If "submerged" shows up in a line of the material, return that line.

_Exercise input_:
.....
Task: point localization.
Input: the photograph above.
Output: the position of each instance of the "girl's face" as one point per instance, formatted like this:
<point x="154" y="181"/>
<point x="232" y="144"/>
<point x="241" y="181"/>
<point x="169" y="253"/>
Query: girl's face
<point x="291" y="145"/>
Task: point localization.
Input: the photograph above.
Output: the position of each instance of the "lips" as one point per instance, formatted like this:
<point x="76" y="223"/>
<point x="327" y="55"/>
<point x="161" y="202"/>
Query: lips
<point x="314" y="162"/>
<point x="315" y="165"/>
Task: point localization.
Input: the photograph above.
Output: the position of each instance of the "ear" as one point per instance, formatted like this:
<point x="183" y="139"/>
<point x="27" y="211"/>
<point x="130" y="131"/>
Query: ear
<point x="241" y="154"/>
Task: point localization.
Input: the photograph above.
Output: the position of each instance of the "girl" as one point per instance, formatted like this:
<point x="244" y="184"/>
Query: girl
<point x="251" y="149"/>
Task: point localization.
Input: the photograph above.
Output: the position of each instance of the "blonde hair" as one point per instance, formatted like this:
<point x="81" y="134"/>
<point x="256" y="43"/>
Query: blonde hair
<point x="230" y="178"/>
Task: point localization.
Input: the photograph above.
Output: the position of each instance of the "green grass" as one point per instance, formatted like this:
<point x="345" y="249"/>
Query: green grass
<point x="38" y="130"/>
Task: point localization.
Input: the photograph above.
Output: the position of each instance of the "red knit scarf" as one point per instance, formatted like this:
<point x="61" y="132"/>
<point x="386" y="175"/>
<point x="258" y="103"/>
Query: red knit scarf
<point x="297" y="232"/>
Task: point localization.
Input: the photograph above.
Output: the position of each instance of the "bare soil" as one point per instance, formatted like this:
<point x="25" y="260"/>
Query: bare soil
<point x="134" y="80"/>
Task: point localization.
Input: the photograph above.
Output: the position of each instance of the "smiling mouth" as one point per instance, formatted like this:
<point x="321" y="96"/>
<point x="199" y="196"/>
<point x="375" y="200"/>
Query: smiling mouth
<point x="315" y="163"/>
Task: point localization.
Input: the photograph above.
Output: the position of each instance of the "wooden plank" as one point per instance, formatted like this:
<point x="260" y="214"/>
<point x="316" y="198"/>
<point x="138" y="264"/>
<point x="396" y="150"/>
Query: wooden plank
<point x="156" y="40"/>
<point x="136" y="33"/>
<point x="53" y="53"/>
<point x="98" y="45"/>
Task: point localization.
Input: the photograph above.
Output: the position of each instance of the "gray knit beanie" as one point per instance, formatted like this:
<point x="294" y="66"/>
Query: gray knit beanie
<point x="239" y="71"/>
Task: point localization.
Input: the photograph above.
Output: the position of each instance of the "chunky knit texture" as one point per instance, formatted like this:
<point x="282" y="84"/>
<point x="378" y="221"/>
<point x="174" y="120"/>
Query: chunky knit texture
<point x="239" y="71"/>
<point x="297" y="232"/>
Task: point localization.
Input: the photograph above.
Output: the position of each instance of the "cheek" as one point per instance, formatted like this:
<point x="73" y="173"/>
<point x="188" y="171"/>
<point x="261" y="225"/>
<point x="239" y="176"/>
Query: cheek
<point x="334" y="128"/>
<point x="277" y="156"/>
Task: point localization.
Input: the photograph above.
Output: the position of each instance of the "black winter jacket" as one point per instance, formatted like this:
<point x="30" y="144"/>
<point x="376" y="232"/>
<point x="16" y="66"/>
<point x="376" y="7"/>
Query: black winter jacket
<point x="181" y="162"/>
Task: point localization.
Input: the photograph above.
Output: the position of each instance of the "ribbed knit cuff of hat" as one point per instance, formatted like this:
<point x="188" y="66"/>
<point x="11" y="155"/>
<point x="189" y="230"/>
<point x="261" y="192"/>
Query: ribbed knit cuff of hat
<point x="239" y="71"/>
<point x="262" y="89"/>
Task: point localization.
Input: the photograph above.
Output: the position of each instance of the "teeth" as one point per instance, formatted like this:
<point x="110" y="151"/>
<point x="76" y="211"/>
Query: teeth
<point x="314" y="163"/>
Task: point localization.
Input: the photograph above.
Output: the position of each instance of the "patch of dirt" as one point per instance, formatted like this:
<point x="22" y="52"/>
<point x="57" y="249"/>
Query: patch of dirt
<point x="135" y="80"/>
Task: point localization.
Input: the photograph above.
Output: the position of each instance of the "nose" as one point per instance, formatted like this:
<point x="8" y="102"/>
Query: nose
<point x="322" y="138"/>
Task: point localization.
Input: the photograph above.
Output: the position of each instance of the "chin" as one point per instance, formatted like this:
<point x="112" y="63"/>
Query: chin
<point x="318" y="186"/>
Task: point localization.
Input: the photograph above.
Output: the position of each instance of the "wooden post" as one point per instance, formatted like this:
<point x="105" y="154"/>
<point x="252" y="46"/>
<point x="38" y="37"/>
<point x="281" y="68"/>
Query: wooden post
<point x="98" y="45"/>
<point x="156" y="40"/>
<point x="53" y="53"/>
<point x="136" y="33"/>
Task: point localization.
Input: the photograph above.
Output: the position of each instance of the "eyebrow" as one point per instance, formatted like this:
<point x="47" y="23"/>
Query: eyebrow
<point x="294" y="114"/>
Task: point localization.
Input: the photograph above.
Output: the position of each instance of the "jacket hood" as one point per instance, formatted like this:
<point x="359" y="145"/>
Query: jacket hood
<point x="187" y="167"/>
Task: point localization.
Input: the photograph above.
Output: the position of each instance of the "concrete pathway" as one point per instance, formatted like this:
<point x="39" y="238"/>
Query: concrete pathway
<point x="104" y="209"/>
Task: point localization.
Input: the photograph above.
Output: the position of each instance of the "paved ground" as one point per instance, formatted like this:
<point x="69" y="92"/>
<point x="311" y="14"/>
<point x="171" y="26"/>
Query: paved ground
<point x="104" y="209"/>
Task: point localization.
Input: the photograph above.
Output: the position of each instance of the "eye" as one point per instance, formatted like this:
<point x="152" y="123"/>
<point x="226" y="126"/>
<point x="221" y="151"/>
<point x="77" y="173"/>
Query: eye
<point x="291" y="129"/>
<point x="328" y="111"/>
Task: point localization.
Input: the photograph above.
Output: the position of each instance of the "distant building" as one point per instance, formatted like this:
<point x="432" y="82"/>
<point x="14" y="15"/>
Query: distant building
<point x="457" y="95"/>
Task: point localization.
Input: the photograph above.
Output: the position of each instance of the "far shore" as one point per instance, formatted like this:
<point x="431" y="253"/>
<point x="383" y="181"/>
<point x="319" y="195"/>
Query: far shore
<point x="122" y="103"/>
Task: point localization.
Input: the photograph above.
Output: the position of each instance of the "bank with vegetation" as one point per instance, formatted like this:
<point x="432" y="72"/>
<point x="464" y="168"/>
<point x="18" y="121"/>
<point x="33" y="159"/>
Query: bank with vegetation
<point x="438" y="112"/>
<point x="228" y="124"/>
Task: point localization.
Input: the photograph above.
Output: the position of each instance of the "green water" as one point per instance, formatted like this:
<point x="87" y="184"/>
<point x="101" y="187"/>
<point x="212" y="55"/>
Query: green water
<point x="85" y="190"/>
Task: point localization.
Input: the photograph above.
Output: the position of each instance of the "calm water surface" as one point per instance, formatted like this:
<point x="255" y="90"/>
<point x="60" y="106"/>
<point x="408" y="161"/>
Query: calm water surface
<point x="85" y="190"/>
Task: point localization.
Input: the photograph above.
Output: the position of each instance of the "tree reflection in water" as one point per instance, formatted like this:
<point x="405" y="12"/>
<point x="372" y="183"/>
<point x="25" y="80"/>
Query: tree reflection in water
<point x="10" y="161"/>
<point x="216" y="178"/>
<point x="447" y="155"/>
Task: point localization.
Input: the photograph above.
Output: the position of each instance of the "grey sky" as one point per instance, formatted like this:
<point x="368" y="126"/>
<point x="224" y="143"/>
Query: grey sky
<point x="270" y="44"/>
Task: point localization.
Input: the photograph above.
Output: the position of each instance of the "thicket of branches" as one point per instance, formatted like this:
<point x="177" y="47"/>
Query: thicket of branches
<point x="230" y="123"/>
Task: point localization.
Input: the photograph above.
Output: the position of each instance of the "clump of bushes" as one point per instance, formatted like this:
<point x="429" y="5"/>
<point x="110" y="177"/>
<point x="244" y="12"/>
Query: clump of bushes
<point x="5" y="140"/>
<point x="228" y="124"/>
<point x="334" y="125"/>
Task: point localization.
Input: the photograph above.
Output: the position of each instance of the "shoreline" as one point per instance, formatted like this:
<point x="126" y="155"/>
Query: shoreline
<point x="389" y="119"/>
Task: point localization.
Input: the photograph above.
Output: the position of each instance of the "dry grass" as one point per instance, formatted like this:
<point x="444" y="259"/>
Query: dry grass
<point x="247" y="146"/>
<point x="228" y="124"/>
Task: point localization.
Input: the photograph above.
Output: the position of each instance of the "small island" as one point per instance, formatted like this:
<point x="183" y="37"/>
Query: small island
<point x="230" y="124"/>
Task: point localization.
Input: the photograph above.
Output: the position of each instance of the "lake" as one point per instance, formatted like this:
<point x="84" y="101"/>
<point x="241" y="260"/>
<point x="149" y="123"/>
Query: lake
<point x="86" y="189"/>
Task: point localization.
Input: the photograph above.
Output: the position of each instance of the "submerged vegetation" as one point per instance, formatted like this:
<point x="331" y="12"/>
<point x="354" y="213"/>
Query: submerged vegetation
.....
_Task response_:
Output: the position of each instance of the "submerged vegetation" as one point per instance, formatted like this:
Query: submerged vegetation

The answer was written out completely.